4.                                     Investments in Real Estate

 

We acquire land, buildings and improvements necessary for the successful operations of commercial tenants.

 

A.           2014 and 2013 Acquisitions

During 2014, we invested $1.4 billion in 506 new properties and properties under development or expansion with an initial weighted average contractual lease rate of 7.1%. The 506 new properties and properties under development or expansion are located in 42 states, will contain approximately 9.8 million leasable square feet, and are 100% leased with a weighted average lease term of 12.8 years. The tenants occupying the new properties operate in 32 industries and the property types consist of 85.7% retail, 6.6% industrial and distribution, 6.4% office, and 1.3% manufacturing, based on rental revenue.  None of our investments during 2014 caused any one tenant to be 10% or more of our total assets at December 31, 2014.

════════════════════

COMPLETE THE FOLLOWING >>
1) According to the real estate investments text, in how many states are the 506 new properties and properties under development or expansion located?
2) Carry the real estate investments text forward from the point where it stops.
The records play no part in this work.

EXTRACTED ENTRIES >>

════════════════════

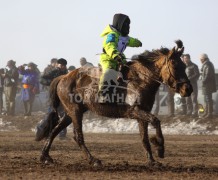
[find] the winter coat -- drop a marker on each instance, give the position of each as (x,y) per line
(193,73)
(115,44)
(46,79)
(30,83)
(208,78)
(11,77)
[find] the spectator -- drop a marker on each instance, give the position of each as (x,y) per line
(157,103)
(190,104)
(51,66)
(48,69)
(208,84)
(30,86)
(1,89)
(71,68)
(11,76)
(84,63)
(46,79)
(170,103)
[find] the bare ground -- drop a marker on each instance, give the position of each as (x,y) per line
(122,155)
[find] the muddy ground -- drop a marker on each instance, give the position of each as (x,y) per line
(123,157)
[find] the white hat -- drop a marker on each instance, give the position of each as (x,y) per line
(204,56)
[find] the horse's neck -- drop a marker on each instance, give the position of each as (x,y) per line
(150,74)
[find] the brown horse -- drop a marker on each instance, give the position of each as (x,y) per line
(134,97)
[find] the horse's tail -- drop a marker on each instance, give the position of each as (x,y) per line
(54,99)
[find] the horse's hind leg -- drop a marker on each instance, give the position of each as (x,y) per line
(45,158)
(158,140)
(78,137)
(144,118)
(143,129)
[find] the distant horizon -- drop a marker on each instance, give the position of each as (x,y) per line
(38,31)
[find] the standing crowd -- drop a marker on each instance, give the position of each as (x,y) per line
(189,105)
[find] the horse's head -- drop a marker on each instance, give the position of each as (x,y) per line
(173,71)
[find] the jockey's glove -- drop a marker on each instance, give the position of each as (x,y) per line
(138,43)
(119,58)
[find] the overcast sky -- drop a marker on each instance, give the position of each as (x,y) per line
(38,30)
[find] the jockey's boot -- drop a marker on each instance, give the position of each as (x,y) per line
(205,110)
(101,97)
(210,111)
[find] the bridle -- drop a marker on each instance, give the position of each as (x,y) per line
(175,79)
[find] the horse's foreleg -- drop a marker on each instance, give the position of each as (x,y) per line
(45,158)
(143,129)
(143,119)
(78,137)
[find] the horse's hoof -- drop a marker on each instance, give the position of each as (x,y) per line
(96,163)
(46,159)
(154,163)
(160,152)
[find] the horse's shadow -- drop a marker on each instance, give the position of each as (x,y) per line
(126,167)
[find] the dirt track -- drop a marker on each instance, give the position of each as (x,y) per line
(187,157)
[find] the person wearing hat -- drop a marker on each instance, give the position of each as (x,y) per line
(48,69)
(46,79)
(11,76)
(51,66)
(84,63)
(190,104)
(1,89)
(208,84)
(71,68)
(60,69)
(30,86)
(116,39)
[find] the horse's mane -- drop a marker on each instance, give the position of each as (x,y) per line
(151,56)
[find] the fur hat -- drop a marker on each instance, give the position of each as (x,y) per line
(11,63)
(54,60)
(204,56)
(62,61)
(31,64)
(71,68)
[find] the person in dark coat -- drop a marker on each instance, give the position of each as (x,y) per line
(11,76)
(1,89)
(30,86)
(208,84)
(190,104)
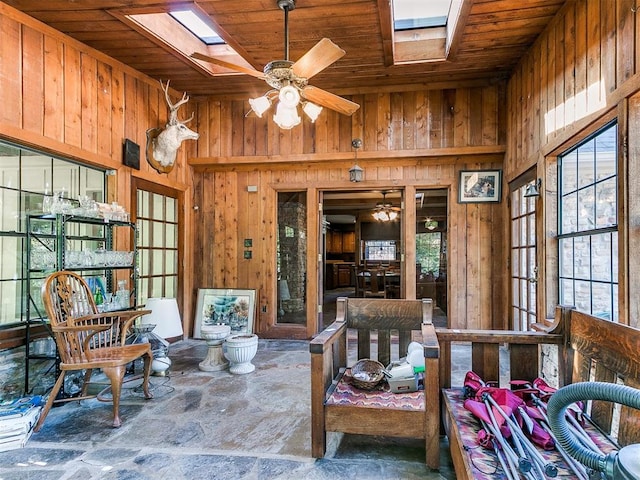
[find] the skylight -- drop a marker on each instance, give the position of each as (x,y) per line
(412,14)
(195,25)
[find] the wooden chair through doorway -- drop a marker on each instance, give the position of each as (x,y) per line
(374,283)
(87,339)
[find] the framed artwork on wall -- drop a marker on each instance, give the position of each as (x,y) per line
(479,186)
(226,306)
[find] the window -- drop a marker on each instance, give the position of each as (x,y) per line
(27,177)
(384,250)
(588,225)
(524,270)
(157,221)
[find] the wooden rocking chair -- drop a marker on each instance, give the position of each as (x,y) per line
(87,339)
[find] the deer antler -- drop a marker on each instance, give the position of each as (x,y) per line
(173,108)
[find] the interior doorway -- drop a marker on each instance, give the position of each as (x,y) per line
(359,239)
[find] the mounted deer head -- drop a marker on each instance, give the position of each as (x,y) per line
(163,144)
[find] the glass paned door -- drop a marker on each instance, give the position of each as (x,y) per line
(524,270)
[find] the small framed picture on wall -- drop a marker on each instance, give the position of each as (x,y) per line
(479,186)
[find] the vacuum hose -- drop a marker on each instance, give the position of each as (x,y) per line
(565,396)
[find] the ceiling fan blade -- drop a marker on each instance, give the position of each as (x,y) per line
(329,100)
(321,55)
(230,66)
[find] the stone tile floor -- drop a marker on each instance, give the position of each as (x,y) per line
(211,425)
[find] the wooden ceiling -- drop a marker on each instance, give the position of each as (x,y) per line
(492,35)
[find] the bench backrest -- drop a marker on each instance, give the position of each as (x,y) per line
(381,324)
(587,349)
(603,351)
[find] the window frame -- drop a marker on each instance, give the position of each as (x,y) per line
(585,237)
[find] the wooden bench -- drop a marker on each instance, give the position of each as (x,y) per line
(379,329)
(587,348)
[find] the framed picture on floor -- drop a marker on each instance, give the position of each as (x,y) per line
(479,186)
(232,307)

════════════════════

SOLVED PROBLEMS >>
1) They are located in 42 states.

2)
The $1.4 billion invested during 2014 was allocated as follows: $295.6 million to land, $984.1 million to buildings and improvements, $209.4 million to intangible assets related to leases, $901,000 to other assets, net, and $87.4 million to intangible liabilities related to leases and other assumed liabilities.  We also recorded mortgage premiums of $604,000 associated with the mortgages acquired.  There was no contingent consideration associated with these acquisitions.

 

The properties acquired during 2014 generated total revenues of $75.1 million and income from continuing operations of $27.8 million.

 

The purchase price allocation for $147.1 million of the $1.4 billion invested by us in 2014 is based on a preliminary measurement of fair value that is subject to change.  The allocation for these properties represents our current best estimate of fair value and we expect to finalize the valuations and complete the purchase price allocations in 2015. In 2014, we finalized the purchase price allocations for $120.8 million invested in the second half of 2013.  There were no material changes to our consolidated balance sheets or income statements as a result of these purchase price allocation adjustments.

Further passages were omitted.